Stated problem a: In the records below, transcribe every line from the one containing "Where can you see the person's shoulder" through the one containing "(1074, 692)", inclusive, and leave out any pictures.

PostgreSQL 15.5 stops processing user queries

Started by Andrey Zhidenkovover 2 years ago3 messagesgeneral
Jump to latest
#1Andrey Zhidenkov
pensnarik@gmail.com

Hello all,

We have encountered an issue with our PostgreSQL 15.5 installation. The
problem is that
PostgreSQL server periodically falls into a state when it accepts new
connections but
doesn't execute any queries. The session which runs a query hangs and
cannot be terminated
via SIGINT (even if it's just "SELECT 1") - a corresponding linux process
has state "S" and it's
not terminated even if the PostgreSQL master process is stopped. No matter
how we connect to
the database - both TCP and unix socket sessions hang but it seems that
existing sessions can
still execute queries (once we succeeded to connect using pgBouncer which
seemed to use an
existing connection to the database).

Here is a stack trace from gdb for one of the frozen sessions:

(gdb) bt 10
#0 0x00007f6d31dbd378 in poll () from /lib64/libc.so.6
#1 0x00007f6d3286aee1 in pqSocketCheck.part.2 () from
/usr/pgsql-15/lib/libpq.so.5
#2 0x00007f6d3286b054 in pqWaitTimed () from /usr/pgsql-15/lib/libpq.so.5
#3 0x00007f6d32867848 in PQgetResult () from /usr/pgsql-15/lib/libpq.so.5
#4 0x0000000000411320 in ExecQueryAndProcessResults
(query=query@entry=0x23a68b0
"select 1;", elapsed_msec=elapsed_msec@entry=0x7ffc2b5840a8,
svpt_gone_p=svpt_gone_p@entry=0x7ffc2b5840a7,
is_watch=is_watch@entry=false, opt=opt@entry=0x0,
printQueryFout=printQueryFout@entry=0x0) at common.c:1426
#5 0x000000000040feb9 in SendQuery (query=0x23a68b0 "select 1;") at
common.c:1117
#6 0x000000000040627b in main (argc=<optimized out>, argv=<optimized out>)
at startup.c:384

We're using glibc-2.28-236.0.1.el8.7.x86_64 on this machine and PostgreSQL
15.5:

postgres=# select version();
version

---------------------------------------------------------------------------------------------------------
PostgreSQL 15.5 on x86_64-pc-linux-gnu, compiled by gcc (GCC) 8.5.0
20210514 (Red Hat 8.5.0-20), 64-bit
(1 row)

We've tried to recreate a cluster from scratch using a logical dump on new
hardware but it didn't
help though. And unfortunately we could not reproduce the issue, it looks
like it occurs randomly and
when it happens only PostgreSQL restart helps. Also we have number of
machines that run the
same version of PostgreSQL but we have the problem only with one cluster so
maybe it somehow
related to queries that are specific to this cluster.

Stated problem b: Reproduce the text of the PostgreSQL thread between "We've tried to" and "to this cluster.", inclusive, substituting "servers" for "hardware".

Records supplied:
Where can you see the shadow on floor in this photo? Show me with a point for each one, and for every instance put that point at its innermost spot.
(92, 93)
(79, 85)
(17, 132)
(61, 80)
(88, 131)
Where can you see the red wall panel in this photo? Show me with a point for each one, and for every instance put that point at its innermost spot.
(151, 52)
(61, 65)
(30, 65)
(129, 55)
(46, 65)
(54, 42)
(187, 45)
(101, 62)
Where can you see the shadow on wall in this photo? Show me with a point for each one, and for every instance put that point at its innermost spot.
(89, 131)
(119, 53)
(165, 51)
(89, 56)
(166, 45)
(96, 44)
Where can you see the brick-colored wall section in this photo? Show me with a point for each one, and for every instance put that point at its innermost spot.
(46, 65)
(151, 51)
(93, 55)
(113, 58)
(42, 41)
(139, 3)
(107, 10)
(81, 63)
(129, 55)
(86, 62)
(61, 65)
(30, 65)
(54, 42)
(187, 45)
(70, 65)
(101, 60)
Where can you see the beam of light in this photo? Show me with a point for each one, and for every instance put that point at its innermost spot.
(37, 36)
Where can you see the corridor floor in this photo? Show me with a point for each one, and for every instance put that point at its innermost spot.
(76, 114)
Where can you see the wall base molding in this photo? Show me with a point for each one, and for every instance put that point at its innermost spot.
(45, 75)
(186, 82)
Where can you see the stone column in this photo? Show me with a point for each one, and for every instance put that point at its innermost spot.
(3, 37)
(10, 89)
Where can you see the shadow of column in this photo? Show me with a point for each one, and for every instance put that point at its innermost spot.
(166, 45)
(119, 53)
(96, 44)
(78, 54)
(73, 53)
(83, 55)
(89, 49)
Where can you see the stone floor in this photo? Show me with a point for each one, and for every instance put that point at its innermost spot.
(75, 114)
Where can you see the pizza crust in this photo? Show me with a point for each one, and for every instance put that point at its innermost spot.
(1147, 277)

--

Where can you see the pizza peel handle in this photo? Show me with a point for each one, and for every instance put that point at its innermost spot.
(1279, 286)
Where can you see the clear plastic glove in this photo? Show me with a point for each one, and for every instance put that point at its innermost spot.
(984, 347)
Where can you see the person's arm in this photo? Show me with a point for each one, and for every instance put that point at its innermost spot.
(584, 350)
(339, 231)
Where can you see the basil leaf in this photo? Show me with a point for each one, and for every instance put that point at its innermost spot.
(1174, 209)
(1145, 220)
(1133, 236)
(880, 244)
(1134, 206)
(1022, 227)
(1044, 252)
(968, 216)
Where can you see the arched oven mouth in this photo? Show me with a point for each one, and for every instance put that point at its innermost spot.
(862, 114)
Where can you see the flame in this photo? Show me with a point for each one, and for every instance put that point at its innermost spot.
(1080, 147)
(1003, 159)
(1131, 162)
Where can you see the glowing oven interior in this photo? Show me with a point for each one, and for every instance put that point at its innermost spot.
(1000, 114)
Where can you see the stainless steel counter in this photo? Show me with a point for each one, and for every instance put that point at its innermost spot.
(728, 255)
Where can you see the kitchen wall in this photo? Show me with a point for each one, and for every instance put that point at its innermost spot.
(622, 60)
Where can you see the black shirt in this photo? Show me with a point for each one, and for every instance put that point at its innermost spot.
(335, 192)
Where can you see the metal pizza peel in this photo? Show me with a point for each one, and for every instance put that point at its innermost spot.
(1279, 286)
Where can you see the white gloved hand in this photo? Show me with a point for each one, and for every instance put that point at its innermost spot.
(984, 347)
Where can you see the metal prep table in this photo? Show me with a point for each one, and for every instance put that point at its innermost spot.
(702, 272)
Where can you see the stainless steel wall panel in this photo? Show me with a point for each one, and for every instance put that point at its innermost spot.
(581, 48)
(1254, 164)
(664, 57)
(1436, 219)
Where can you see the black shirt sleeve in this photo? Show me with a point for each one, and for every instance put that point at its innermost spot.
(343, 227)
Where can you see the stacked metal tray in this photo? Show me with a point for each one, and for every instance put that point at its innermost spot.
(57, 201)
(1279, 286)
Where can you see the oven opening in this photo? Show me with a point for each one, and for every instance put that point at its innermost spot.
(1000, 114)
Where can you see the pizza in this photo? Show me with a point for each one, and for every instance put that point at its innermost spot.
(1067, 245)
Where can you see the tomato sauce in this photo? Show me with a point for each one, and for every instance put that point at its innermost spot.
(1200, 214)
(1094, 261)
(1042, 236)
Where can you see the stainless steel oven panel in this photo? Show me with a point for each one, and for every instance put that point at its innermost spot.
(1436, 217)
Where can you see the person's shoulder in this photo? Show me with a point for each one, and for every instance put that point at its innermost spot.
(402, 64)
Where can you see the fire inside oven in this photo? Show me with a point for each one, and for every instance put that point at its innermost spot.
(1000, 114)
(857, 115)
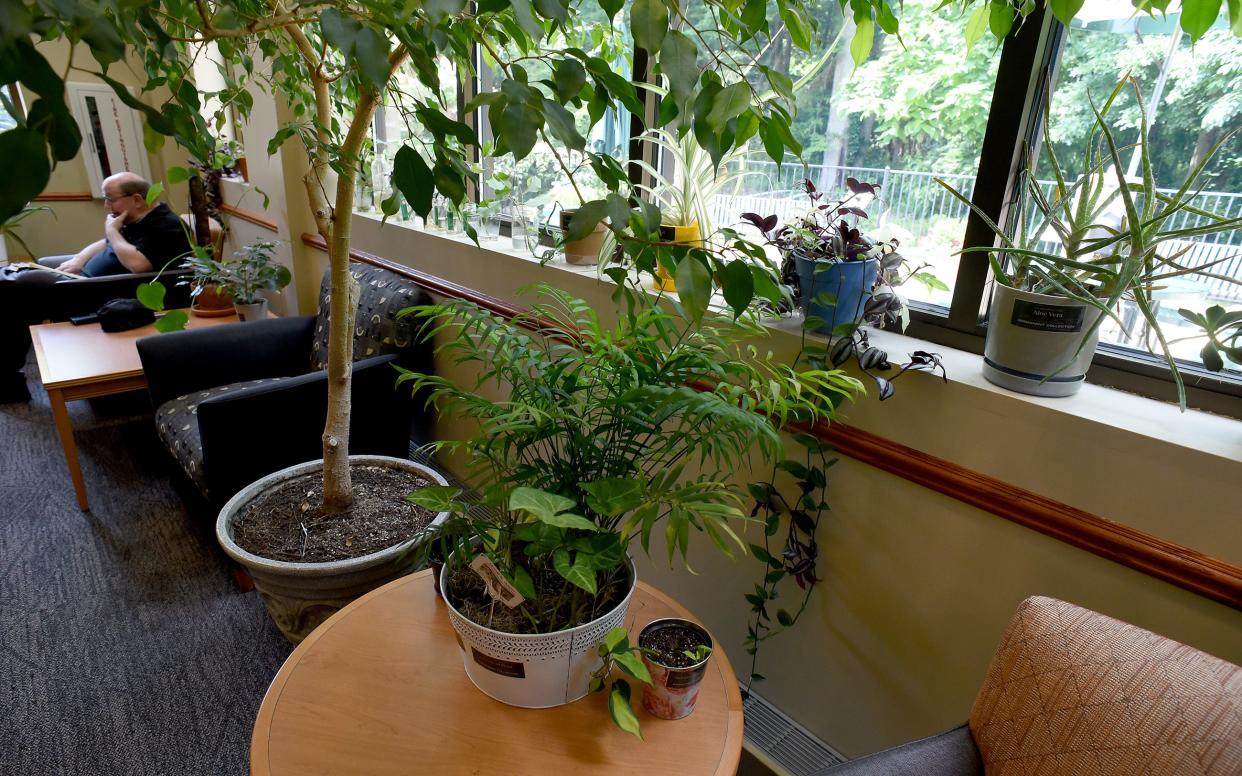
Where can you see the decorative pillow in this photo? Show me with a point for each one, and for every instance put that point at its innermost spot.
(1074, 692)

Response a:
Where can you see the person's shoulder in this photo? Show me with a point for each one, and for every instance put that point at its innermost spot.
(402, 64)
Where can you see the fire inside oven in this photo? Show me with a point for each one, and for every instance put that point at its innermost spot.
(1000, 114)
(857, 115)
Where can you see the decorative pillow in this photo? Show me with a point for each one, and for every instance put that point at its innermost spot.
(1074, 692)

Response b:
We've tried to recreate a cluster from scratch using a logical dump on new
servers but it didn't
help though. And unfortunately we could not reproduce the issue, it looks
like it occurs randomly and
when it happens only PostgreSQL restart helps. Also we have number of
machines that run the
same version of PostgreSQL but we have the problem only with one cluster so
maybe it somehow
related to queries that are specific to this cluster.